Copy exactly the run of lines that begins at the line with "Wildlife-count tagging: point out every instance of the blonde" and ends at the final line of the entries.

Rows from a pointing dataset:
════════

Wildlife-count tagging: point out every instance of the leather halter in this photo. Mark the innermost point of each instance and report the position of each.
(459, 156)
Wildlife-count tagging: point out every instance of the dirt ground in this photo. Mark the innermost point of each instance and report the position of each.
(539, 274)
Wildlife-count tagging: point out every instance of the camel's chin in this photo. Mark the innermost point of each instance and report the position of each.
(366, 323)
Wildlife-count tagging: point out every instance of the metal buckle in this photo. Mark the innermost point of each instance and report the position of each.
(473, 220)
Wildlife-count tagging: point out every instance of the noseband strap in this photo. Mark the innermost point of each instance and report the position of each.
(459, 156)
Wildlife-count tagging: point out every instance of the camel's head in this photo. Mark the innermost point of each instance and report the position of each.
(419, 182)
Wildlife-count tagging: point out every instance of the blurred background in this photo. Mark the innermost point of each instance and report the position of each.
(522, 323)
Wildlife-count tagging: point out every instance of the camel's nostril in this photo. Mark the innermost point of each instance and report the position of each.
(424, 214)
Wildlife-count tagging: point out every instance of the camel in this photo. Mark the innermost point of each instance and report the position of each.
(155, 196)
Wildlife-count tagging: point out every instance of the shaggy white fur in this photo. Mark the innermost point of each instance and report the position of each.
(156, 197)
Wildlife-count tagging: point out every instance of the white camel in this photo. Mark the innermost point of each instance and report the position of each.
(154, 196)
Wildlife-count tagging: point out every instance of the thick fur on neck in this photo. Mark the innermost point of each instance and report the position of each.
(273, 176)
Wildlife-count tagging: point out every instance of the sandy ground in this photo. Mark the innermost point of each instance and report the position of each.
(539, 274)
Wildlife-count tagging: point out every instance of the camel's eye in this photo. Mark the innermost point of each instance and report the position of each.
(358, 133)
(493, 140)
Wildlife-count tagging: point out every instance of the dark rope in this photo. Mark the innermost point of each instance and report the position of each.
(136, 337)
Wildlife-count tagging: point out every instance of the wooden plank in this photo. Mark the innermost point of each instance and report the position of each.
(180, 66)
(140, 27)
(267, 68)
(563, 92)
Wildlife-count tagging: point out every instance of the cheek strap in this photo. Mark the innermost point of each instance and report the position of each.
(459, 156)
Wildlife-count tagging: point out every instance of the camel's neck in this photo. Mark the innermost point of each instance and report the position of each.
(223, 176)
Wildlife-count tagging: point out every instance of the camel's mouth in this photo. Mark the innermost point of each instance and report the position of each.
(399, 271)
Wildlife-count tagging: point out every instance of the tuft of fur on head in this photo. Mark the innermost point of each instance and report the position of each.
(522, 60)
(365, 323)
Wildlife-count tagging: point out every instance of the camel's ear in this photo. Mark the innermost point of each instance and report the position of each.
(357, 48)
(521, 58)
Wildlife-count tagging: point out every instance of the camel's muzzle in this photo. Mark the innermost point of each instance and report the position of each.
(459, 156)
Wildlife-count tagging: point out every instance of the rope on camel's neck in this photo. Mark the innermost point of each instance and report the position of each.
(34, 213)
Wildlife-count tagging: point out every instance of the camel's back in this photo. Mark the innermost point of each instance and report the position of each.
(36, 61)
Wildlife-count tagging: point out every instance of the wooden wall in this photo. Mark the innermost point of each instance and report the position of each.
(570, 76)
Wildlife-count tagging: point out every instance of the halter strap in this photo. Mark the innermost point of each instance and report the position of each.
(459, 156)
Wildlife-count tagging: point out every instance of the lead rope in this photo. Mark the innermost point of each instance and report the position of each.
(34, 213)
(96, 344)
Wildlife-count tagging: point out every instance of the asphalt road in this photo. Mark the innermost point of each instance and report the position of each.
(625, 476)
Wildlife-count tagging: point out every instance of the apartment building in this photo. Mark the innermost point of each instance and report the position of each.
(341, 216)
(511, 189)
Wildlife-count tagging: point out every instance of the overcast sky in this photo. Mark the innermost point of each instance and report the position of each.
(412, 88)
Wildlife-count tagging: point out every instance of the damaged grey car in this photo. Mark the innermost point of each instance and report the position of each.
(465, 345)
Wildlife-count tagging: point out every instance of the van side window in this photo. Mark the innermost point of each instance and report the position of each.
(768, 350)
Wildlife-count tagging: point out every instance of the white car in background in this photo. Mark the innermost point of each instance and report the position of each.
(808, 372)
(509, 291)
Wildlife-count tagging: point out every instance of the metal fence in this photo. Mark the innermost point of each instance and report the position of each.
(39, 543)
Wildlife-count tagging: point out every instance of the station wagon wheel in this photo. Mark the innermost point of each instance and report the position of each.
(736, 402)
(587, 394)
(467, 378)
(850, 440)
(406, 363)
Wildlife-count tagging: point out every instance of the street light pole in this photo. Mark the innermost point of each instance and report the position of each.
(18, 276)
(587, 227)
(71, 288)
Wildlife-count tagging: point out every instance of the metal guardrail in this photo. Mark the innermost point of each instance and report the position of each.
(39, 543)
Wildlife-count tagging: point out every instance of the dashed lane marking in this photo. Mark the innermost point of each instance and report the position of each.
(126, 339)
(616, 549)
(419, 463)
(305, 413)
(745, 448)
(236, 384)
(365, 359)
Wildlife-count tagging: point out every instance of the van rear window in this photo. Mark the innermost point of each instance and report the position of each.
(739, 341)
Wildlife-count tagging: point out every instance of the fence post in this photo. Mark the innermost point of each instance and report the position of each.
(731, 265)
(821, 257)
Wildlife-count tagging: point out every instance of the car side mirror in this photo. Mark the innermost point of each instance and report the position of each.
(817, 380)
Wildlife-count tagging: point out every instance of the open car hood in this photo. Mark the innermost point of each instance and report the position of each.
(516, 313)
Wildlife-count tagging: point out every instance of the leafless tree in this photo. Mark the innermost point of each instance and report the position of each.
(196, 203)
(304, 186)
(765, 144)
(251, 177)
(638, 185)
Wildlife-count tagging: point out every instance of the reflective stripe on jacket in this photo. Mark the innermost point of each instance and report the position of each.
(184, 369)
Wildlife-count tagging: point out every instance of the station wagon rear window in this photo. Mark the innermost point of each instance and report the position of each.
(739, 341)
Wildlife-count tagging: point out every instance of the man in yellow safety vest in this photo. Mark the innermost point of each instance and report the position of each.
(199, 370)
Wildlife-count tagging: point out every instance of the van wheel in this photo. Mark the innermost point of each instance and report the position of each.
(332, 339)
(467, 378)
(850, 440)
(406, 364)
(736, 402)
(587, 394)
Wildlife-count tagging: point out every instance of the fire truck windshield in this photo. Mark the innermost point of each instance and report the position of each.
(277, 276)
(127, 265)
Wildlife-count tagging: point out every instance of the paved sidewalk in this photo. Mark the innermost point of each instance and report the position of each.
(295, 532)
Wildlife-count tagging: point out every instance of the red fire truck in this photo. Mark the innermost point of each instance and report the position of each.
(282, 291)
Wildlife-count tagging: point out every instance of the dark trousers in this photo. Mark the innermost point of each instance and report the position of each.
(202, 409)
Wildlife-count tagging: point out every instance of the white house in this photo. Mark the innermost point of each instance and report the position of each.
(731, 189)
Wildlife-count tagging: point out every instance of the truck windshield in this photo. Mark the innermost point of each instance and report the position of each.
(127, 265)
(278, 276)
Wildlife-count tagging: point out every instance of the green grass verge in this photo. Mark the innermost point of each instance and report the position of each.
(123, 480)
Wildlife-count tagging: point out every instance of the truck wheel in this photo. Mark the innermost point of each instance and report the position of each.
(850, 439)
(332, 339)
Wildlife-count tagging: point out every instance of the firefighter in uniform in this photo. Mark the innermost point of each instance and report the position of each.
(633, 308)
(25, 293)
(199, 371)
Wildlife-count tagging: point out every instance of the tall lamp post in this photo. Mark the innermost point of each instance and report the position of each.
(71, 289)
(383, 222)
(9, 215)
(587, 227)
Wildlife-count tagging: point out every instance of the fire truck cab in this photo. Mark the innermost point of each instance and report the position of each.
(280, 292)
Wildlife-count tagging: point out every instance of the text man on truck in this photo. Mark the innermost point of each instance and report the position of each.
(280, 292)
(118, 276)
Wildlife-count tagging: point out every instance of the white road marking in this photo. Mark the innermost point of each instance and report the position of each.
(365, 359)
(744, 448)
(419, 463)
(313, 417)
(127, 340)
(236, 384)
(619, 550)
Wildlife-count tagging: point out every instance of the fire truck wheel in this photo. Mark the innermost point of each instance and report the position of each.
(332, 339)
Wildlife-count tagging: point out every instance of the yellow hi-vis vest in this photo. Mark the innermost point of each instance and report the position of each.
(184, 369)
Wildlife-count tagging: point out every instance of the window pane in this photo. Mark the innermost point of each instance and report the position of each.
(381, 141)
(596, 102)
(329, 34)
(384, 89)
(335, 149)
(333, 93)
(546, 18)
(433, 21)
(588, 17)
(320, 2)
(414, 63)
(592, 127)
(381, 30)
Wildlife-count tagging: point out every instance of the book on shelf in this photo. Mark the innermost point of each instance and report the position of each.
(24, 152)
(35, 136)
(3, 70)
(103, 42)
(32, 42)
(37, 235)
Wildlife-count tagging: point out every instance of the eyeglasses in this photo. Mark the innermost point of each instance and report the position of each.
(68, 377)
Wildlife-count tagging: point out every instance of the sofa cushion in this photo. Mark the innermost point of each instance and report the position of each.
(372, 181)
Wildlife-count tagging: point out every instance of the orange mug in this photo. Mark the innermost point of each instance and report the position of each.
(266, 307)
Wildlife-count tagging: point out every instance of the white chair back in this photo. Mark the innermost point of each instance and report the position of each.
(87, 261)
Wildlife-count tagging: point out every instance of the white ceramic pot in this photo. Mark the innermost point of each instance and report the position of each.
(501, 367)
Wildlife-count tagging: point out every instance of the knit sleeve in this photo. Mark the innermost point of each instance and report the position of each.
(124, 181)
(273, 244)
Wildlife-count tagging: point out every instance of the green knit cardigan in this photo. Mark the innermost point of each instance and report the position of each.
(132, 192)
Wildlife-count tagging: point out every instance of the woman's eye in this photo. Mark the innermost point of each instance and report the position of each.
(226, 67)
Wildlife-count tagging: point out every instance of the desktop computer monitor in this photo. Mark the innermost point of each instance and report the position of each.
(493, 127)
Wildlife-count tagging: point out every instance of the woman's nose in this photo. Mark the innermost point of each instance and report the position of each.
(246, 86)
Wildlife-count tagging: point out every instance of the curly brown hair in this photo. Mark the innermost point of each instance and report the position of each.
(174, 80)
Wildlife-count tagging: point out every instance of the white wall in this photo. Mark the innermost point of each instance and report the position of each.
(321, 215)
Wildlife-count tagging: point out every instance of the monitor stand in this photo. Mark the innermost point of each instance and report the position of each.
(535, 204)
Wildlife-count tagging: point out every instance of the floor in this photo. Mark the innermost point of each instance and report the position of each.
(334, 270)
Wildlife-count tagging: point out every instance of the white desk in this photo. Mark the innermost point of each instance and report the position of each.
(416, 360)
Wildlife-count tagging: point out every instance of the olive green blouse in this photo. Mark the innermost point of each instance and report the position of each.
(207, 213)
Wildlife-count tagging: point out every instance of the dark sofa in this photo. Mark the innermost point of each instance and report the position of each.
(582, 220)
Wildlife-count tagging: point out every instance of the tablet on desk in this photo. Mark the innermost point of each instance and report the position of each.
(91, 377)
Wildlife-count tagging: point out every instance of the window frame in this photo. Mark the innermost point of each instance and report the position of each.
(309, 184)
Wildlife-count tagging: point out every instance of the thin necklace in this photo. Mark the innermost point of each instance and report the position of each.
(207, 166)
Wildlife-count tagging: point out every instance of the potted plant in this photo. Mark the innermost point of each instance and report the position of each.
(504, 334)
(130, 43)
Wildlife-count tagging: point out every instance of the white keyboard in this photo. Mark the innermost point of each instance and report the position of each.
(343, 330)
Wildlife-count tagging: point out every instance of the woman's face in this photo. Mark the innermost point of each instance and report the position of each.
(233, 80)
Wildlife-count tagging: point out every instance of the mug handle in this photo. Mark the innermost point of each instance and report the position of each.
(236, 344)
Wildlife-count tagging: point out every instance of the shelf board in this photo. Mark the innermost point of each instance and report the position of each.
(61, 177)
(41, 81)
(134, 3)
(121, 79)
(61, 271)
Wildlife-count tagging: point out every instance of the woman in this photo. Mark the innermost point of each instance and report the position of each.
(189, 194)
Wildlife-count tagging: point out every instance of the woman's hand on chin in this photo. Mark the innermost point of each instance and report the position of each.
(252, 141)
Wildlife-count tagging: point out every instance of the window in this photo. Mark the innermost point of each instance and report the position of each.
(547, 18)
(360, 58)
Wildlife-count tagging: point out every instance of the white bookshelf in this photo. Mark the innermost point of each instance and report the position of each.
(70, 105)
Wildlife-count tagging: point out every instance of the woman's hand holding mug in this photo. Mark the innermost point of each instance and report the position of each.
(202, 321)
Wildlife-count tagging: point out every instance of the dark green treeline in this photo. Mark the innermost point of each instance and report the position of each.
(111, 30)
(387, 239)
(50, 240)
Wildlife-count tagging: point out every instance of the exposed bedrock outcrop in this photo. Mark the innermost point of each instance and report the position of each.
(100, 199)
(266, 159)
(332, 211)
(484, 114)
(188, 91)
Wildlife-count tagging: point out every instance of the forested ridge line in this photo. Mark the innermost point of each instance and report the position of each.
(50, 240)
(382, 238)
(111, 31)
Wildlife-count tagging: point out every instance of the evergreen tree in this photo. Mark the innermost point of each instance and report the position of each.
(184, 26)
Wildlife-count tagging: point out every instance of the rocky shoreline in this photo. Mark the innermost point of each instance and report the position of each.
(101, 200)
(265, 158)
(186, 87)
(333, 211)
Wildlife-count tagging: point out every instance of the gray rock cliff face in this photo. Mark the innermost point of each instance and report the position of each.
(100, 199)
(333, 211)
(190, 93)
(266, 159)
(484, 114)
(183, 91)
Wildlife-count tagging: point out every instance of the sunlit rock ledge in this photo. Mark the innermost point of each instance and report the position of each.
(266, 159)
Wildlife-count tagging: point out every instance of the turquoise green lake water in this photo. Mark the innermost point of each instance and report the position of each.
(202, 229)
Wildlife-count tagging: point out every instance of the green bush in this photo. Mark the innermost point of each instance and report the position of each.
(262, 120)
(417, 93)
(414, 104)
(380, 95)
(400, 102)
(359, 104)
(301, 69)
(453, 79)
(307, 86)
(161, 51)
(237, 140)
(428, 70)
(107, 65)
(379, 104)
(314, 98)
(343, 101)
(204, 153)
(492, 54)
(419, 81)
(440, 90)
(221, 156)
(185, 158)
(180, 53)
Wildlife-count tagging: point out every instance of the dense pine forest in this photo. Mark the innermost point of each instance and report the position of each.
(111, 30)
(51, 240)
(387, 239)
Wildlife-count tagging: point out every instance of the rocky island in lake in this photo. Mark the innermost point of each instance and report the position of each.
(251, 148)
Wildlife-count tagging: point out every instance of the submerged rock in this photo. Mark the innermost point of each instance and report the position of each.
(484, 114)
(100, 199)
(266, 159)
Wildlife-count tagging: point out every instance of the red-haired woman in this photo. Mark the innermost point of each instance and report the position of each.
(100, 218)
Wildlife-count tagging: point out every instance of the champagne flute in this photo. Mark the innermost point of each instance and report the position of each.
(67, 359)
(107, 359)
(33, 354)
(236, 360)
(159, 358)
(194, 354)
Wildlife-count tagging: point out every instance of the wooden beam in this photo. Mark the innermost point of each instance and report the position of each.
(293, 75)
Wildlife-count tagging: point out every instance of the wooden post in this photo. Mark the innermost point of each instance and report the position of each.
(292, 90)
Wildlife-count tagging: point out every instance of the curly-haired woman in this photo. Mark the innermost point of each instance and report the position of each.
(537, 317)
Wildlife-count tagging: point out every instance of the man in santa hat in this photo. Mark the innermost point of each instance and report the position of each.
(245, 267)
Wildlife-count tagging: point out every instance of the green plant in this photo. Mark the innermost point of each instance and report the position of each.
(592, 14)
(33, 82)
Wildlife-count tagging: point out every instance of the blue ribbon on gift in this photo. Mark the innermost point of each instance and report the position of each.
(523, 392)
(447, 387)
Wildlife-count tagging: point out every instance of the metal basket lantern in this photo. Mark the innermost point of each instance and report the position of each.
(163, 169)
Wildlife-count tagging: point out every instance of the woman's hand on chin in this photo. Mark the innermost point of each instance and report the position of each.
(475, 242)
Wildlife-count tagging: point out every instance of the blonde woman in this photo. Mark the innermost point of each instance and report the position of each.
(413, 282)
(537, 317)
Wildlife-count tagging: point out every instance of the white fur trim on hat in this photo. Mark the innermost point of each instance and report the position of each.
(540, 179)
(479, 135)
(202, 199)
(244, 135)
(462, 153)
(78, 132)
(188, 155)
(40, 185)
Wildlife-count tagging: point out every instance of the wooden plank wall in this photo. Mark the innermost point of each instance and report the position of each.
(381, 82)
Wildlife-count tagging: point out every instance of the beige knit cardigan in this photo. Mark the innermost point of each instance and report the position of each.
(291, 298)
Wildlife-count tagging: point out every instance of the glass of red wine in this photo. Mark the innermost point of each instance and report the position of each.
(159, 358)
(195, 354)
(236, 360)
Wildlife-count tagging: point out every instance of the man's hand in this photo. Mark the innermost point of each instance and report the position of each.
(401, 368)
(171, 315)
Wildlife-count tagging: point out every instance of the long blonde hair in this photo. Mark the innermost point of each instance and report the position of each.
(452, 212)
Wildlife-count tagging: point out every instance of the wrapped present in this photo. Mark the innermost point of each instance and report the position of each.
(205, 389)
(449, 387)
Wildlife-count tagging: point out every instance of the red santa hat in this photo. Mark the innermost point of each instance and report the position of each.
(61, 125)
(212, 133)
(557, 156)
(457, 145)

════════

• [Output]
Wildlife-count tagging: point out every instance of the blonde woman in this photo. Mark the innermost point of each instance and report the position of each.
(413, 282)
(537, 317)
Wildlife-count tagging: point out every instance of the white fur trim on hat in this photo. Mark the innermost point of each instance and report the position of each.
(540, 179)
(479, 135)
(202, 199)
(244, 135)
(462, 153)
(78, 132)
(188, 155)
(40, 185)
Wildlife-count tagging: point out every instance of the wooden plank wall in this photo. Mark the innermost point of each instance and report the position of each.
(381, 82)
Wildlife-count tagging: point out every instance of the beige knit cardigan in this photo. Mark the innermost point of each instance and report the position of each.
(291, 298)
Wildlife-count tagging: point out every instance of the glass of red wine in this photo. Mark the innermost point of each instance and report the position of each.
(159, 358)
(195, 354)
(236, 360)
Wildlife-count tagging: point out every instance of the man's hand in this photo. Mark the innermost point of each instance and report the position of each.
(401, 368)
(171, 315)
Wildlife-count tagging: point out every instance of the long blonde hair in this photo. Mark the innermost point of each instance and report the position of each.
(452, 212)
Wildlife-count tagging: point out every instance of the wrapped present in this photo. Mark the innermost point of each instance and report the position of each.
(205, 389)
(449, 387)
Wildlife-count tagging: point out every instance of the red santa hat in this photo. Mark the innermost point of each instance and report the position of each.
(61, 125)
(212, 133)
(557, 156)
(457, 145)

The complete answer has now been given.